Required actions:
**A.** Answer these questions from the Robert Key passage, one answer per line:
(i) Whose replacement was Key when his second chance came?
(ii) What kept Key from replacing Michael Vaughan on the 2005 tour to Pakistan?
(iii) Who was impressed by Key's character during the 2002/03 Ashes tour?
**B.** List every person other than Robert Key whom the Robert Key passage names.

Provided passage:
====
There is a wonderful picture of Robert Key standing behind Mark Butcher during a Duncan Fletcher inspired practice drill. Butcher is alertness personified, bent to the task with busy enthusiasm. Key is looking into the middle distance, hands in his pockets, with all the chubby insouciance of a builder on a tea break. Unruffled, at ease in any circumstance, it was a character that impressed Steve Waugh during the 2002/03 Ashes tour, Key's first, abortive chance at an international career.

His second came eighteen months later, as Butcher's replacement. This time it seemed that he had grasped his Test place with two chubby hands as he pummelled a double hundred off Lara's West Indians. But establishing yourself at international level is a precarious business, a high wire act in which the merest breath of misfortune can send you tumbling towards the safety net. A year later Key was surplus to requirements, watching the Ashes epic like the rest of us, on television.

Bad luck took a hand, most notably when Michael Vaughan pulled out of the 2005 tour to Pakistan. Key would have been the ideal replacement, if he hadn't been recovering from shoulder surgery. Bad timing played its part, since his tentative steps onto the international stage coincided with the triumphant entrance of a rival opener, Andrew Strauss. But he had also acquired a reputation for faulty shot selection and lapses in concentration, a harsh charge but not without justification.
====
Source information:

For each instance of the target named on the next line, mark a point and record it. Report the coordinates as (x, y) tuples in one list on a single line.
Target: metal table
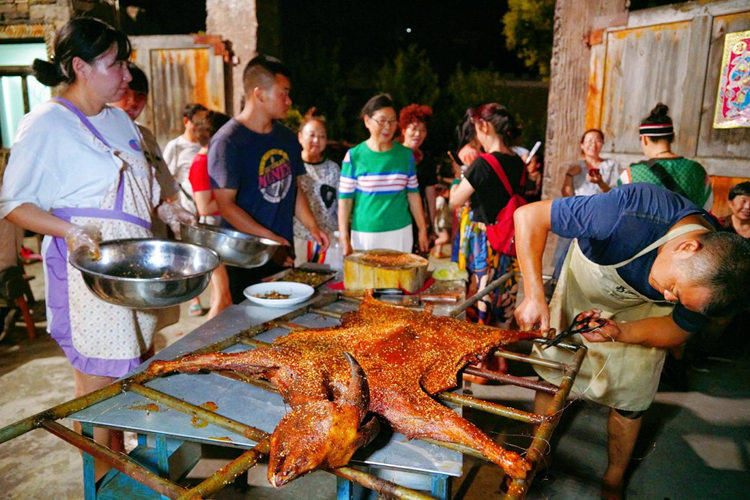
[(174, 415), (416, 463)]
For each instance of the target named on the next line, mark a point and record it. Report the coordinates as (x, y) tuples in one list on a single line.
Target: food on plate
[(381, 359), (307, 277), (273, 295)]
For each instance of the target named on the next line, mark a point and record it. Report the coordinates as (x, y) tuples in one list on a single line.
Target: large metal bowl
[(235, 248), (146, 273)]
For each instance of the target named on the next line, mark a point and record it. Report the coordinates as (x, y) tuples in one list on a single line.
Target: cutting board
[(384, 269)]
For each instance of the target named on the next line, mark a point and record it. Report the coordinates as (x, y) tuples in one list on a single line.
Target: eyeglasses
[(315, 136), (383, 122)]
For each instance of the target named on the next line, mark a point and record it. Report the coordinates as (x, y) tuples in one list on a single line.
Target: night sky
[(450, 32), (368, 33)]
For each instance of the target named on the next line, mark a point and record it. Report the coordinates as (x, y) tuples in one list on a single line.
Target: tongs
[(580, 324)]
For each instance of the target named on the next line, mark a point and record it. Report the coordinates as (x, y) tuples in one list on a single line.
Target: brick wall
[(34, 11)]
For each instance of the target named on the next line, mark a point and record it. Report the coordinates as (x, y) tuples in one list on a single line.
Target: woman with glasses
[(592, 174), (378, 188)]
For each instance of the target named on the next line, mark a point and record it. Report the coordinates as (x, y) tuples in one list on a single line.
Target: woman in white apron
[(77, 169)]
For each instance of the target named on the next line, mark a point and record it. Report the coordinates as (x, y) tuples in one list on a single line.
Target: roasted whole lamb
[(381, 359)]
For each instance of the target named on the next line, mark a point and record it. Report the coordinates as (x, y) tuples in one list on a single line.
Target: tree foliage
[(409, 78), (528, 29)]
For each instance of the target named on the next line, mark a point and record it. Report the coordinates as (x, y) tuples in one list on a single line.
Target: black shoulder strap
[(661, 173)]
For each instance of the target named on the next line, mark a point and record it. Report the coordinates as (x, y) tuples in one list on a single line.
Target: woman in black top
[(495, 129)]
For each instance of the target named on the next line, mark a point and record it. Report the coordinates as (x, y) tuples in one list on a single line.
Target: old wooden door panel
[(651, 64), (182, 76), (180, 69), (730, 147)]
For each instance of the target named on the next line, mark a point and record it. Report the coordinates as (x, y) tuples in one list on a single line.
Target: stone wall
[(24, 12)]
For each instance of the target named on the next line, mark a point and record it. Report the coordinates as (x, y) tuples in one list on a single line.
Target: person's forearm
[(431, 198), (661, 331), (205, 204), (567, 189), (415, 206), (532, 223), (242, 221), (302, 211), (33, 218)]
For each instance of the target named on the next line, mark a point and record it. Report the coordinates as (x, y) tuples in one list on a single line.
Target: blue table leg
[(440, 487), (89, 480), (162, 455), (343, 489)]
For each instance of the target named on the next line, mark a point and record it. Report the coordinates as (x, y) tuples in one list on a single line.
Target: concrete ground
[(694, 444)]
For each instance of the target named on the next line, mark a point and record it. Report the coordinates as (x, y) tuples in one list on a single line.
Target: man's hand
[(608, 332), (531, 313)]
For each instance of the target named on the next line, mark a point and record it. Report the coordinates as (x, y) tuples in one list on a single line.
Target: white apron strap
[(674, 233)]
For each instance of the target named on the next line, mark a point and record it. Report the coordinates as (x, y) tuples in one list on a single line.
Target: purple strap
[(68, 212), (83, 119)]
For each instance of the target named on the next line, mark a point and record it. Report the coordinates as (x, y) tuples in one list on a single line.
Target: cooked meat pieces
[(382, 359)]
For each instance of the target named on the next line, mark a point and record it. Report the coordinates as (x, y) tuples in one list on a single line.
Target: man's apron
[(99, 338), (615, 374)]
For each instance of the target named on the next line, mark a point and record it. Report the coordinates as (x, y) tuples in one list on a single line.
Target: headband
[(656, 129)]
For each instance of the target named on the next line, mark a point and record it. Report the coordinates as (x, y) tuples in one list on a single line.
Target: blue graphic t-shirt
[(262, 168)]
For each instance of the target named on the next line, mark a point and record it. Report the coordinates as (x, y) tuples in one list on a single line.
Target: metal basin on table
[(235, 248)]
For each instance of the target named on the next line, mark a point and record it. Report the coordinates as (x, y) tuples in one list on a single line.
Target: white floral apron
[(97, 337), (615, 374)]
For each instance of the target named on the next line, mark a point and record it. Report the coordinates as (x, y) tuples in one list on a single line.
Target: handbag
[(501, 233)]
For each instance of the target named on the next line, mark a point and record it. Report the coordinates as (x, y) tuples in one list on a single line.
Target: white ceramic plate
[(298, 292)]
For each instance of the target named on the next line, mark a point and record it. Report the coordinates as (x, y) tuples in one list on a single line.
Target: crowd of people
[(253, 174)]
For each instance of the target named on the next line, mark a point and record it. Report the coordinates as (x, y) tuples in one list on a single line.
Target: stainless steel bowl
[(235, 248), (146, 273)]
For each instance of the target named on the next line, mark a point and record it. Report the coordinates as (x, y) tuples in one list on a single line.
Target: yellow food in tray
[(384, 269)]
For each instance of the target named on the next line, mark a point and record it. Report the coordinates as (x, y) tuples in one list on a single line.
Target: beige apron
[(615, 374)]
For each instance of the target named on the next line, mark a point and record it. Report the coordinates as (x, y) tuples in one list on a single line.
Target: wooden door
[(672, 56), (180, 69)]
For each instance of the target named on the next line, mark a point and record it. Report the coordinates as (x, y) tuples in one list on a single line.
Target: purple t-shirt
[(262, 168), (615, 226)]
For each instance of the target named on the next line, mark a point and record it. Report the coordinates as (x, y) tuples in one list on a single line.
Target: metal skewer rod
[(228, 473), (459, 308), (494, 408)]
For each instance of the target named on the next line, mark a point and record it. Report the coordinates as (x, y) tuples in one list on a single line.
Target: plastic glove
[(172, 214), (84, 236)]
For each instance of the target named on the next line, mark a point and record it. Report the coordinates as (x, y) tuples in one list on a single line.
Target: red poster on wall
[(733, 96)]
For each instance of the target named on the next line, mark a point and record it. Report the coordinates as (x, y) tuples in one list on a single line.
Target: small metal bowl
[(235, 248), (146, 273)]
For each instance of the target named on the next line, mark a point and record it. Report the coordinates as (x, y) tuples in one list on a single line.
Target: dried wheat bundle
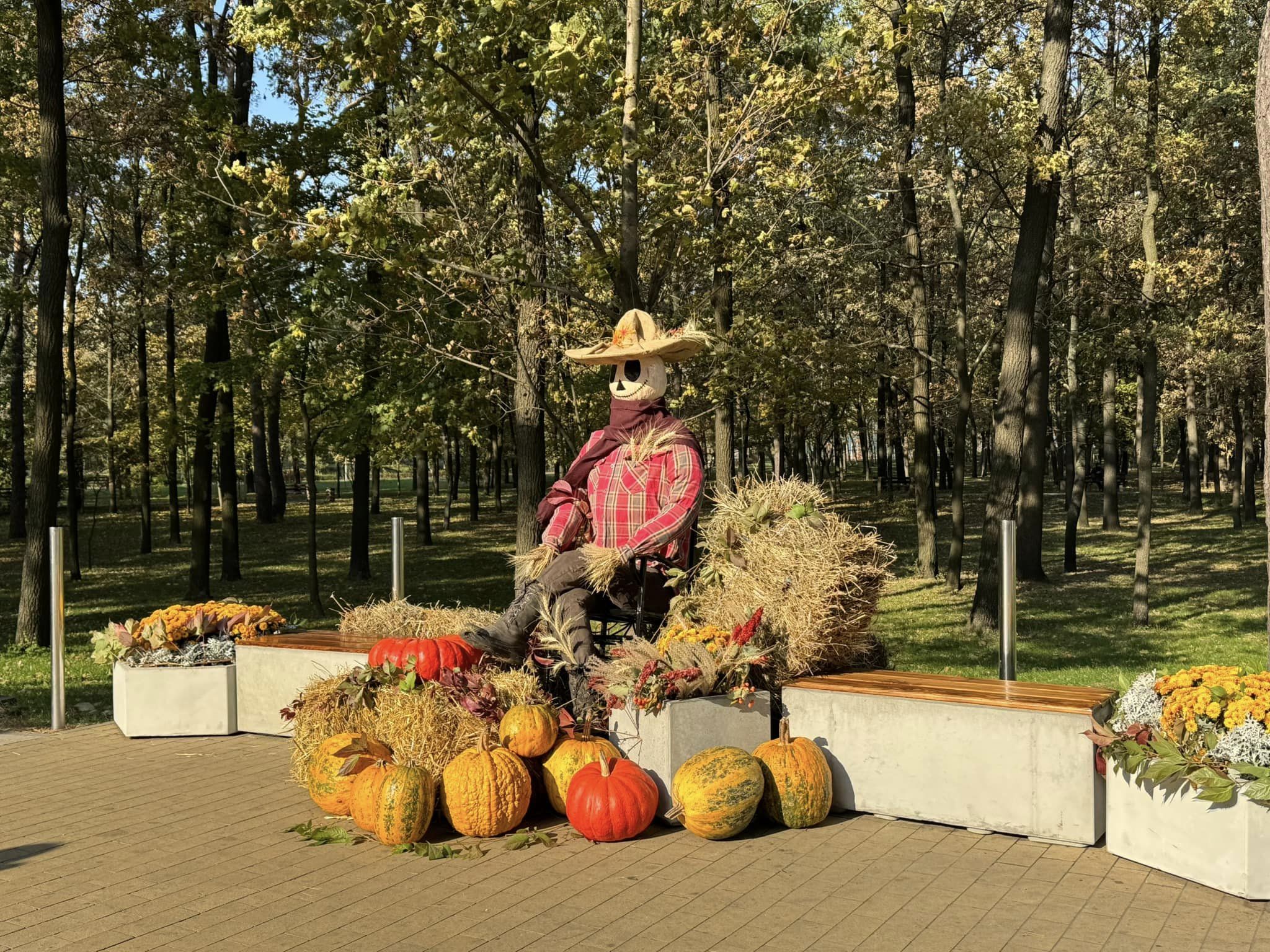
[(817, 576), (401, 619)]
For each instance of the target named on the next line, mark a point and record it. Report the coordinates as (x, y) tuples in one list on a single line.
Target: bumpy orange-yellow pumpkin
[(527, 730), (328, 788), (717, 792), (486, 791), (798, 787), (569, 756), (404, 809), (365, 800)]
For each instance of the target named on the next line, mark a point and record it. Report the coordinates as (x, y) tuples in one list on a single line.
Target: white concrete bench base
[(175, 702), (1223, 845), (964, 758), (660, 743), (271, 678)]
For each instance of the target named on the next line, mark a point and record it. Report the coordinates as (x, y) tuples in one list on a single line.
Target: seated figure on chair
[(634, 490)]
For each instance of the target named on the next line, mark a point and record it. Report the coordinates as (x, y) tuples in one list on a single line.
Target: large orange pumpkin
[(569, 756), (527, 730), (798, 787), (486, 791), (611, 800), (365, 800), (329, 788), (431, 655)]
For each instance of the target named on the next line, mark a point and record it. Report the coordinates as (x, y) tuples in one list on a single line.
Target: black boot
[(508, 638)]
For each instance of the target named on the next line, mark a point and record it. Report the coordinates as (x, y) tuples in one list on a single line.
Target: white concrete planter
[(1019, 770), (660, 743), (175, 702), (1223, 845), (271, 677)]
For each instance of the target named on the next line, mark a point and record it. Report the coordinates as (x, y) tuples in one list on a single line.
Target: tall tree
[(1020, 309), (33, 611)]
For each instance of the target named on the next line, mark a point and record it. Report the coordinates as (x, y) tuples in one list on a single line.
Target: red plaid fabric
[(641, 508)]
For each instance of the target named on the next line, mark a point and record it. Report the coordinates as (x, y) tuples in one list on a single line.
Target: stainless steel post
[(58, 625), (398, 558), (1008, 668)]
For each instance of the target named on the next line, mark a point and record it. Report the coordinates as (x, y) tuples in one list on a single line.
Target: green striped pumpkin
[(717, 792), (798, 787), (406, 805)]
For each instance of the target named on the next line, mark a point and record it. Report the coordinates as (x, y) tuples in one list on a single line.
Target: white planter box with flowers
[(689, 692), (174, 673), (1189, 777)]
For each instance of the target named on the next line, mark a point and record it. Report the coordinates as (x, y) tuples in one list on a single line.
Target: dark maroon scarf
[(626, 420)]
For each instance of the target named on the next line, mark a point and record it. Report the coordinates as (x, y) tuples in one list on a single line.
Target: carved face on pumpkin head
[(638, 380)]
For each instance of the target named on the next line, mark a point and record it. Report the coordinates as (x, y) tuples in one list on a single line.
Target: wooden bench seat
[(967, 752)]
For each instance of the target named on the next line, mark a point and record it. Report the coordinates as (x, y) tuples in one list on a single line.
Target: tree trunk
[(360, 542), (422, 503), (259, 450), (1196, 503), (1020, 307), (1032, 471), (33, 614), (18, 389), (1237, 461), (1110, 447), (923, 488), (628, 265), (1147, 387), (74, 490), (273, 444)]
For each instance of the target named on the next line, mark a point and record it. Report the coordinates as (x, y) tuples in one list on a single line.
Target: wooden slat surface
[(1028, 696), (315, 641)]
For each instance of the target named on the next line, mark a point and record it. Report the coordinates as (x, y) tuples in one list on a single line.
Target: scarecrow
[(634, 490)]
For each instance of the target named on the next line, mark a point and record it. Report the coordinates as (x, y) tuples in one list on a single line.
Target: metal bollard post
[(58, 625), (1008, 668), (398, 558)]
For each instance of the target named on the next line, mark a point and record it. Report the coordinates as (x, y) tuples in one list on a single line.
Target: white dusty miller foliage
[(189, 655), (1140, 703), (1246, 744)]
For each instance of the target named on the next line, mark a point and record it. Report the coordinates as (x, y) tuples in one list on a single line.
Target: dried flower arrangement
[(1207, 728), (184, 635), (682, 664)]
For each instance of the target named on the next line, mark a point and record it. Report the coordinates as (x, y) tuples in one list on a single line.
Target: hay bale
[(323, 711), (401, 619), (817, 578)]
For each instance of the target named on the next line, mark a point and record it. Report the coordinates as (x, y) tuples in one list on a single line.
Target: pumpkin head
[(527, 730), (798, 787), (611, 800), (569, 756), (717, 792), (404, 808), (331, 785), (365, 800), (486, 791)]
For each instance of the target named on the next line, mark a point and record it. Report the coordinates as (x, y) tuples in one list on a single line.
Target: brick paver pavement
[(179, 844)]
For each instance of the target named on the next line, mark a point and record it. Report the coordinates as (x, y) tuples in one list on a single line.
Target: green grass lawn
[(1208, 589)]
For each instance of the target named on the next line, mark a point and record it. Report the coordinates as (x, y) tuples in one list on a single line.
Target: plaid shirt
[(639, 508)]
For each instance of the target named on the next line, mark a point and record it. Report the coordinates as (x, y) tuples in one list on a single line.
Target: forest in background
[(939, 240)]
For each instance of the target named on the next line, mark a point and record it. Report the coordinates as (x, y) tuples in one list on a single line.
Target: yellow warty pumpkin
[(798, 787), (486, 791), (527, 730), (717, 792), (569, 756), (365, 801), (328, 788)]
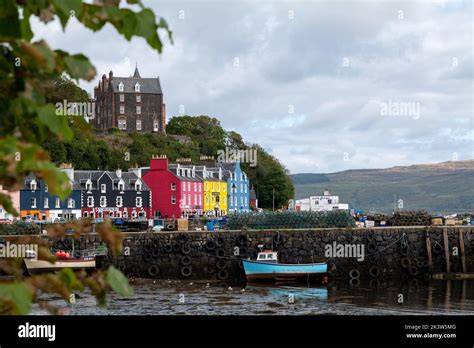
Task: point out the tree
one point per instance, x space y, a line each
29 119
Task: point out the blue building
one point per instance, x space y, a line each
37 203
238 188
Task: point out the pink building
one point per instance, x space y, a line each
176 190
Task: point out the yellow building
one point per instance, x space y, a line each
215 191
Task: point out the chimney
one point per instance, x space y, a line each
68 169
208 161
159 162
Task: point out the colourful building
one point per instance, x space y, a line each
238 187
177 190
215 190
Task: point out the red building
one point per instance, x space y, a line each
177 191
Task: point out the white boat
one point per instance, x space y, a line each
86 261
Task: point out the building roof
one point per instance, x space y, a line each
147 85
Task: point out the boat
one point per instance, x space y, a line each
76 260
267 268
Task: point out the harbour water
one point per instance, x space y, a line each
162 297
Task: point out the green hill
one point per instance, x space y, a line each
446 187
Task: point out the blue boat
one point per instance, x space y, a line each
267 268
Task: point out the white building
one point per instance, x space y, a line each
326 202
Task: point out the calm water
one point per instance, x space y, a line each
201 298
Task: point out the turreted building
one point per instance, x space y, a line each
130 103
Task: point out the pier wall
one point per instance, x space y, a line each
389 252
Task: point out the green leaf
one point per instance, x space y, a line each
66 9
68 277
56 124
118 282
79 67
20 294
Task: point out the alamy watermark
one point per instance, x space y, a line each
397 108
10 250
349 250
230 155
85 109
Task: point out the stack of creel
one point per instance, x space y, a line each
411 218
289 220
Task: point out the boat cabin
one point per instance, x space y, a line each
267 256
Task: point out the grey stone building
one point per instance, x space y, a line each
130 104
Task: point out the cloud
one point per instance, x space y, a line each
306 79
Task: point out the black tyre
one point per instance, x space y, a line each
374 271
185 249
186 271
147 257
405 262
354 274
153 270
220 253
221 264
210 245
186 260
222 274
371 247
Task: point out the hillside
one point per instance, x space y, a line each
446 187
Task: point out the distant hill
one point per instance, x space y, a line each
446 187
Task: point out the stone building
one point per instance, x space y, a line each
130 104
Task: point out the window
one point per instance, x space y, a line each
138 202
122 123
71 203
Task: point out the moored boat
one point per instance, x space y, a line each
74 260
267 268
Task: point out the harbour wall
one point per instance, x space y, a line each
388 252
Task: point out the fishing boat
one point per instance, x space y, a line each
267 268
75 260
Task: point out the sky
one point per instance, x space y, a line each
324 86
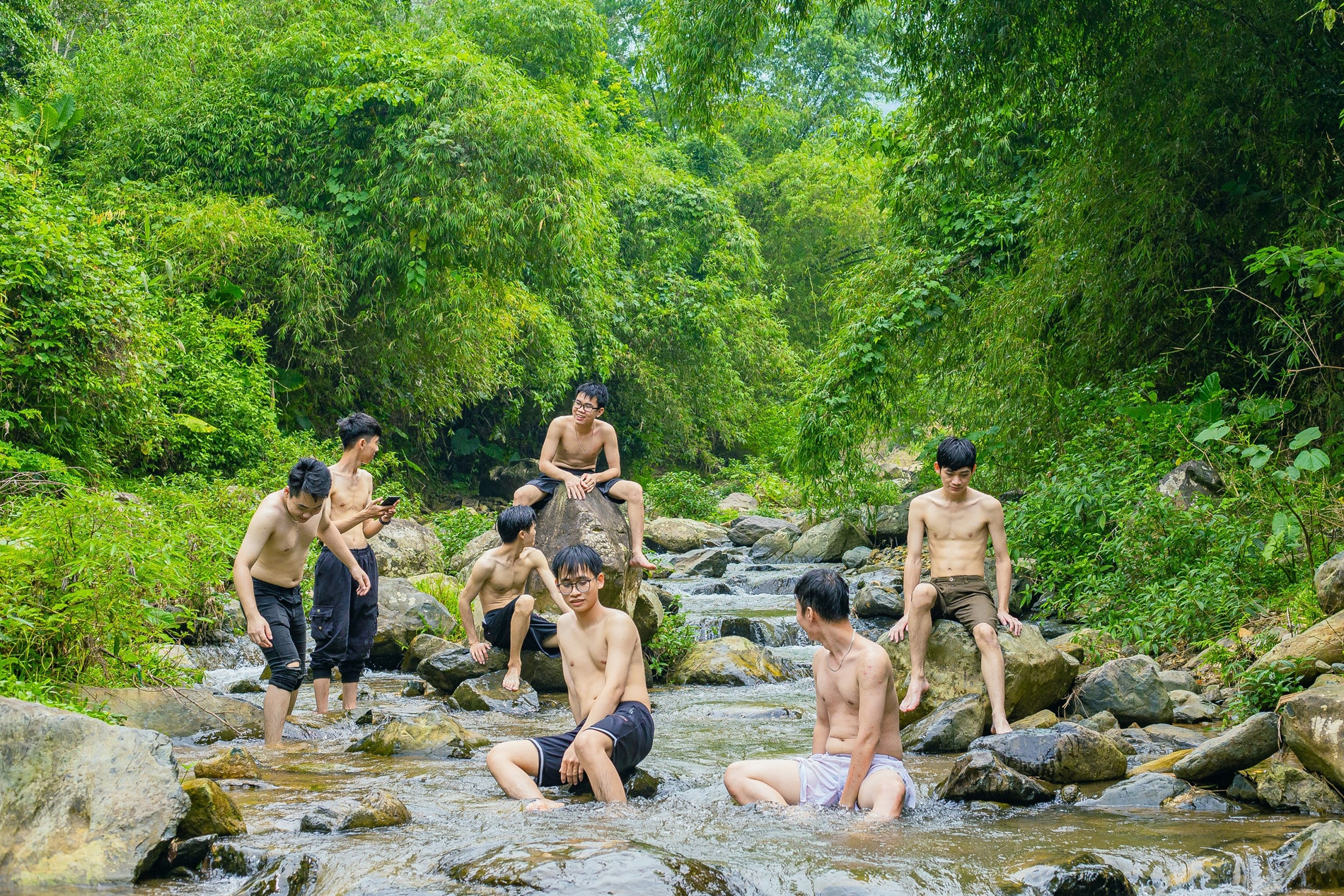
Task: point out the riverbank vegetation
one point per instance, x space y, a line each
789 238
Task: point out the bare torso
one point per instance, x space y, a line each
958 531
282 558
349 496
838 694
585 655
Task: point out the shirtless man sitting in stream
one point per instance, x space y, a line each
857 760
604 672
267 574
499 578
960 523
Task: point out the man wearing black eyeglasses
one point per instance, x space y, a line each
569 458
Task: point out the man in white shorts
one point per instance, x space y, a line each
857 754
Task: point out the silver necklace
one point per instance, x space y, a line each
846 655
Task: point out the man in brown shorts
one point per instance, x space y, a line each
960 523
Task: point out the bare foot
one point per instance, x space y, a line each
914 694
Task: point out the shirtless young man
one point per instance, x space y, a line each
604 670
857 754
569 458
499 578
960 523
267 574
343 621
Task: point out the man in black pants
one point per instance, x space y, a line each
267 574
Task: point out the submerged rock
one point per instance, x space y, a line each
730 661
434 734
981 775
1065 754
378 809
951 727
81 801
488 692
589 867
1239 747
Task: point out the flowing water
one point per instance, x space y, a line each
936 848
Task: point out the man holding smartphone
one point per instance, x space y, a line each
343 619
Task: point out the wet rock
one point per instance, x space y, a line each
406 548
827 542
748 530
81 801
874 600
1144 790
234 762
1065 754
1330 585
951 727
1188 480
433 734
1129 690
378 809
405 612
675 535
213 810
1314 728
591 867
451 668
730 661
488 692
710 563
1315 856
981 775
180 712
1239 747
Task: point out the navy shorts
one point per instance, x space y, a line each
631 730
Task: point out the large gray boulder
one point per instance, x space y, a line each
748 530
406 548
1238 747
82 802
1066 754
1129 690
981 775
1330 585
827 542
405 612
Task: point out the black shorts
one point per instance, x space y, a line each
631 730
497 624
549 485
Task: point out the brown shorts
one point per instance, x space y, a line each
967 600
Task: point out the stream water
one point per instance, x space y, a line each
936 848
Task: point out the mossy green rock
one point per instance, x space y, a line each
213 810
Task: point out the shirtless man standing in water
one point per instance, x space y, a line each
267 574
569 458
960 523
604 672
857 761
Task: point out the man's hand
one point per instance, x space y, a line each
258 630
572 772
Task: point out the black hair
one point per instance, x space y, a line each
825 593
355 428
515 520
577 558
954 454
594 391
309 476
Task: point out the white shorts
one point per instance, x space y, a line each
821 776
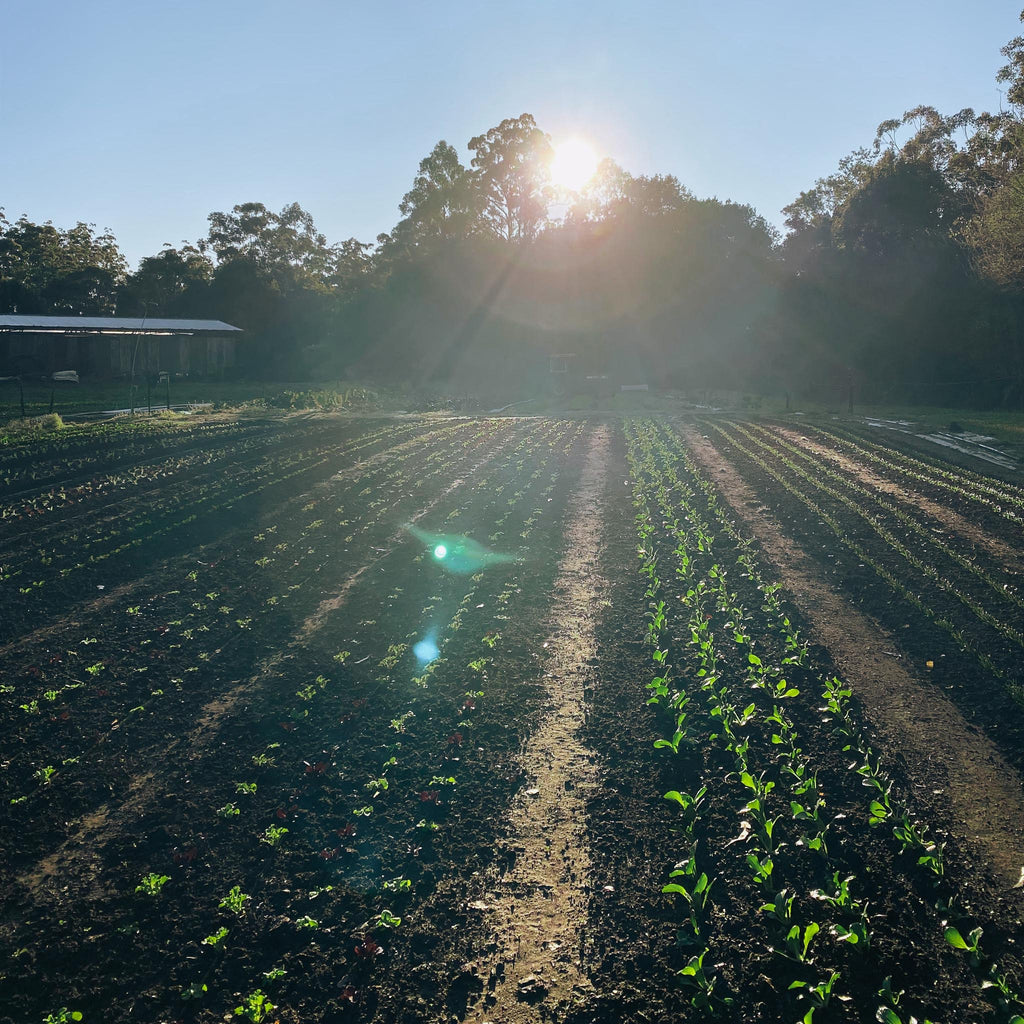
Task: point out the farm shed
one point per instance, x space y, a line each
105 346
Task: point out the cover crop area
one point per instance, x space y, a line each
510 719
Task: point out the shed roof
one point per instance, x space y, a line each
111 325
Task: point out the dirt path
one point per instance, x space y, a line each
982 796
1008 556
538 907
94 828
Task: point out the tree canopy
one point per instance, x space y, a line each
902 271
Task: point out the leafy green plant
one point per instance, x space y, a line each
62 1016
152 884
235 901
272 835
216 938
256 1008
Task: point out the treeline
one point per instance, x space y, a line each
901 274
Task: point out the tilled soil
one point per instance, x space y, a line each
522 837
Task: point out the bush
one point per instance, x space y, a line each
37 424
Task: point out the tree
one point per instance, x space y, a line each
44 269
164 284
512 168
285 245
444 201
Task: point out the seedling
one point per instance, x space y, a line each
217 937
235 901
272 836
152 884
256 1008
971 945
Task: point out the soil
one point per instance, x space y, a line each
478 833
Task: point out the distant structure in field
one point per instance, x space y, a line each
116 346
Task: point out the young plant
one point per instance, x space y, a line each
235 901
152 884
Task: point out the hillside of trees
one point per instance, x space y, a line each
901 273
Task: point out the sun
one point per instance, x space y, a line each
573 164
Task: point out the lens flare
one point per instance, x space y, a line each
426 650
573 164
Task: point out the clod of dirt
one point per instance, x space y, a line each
====
Answers by item number:
**A.**
(i) Mark Butcher's
(ii) He was recovering from shoulder surgery.
(iii) Steve Waugh

**B.**
Duncan Fletcher
Mark Butcher
Steve Waugh
Lara
Michael Vaughan
Andrew Strauss